Segment Start: MATERIAL PROVIDED

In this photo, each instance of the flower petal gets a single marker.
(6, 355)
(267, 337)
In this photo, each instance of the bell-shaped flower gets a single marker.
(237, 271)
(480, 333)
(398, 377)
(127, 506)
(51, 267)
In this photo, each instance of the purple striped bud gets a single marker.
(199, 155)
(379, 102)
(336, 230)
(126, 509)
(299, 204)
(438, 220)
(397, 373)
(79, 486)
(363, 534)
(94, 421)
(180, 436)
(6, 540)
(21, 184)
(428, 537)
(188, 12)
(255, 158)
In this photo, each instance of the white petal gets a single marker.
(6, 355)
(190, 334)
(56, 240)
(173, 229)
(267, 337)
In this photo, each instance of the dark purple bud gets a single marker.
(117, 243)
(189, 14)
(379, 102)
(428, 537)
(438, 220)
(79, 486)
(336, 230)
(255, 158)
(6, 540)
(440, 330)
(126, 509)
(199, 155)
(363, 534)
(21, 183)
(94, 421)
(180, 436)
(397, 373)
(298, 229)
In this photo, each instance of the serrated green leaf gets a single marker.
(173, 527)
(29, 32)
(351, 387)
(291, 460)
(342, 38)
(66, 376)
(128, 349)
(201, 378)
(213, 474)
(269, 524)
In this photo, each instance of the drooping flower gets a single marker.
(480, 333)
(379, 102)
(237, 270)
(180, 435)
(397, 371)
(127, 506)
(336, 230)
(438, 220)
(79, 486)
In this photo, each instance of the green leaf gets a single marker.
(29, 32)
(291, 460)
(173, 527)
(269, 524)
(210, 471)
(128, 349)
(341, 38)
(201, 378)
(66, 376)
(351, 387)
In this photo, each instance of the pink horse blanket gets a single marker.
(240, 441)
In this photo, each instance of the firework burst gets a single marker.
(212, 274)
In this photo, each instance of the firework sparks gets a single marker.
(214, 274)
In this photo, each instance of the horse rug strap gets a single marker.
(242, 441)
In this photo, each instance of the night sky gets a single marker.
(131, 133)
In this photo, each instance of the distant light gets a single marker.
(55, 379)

Segment End: MATERIAL PROVIDED

- WHAT IS BEING ASKED -
Where the line containing "In this photo, each instance of the horse" appears in the data above, begin there and reproduce every line to the end exactly; include nothing else.

- THE COMPLETED TASK -
In this photo, each instance of the horse rug strap gets a single marker.
(242, 441)
In this photo, each instance of the night sky gets a single marker.
(131, 133)
In this photo, each instance of the distant light gets a single marker.
(55, 379)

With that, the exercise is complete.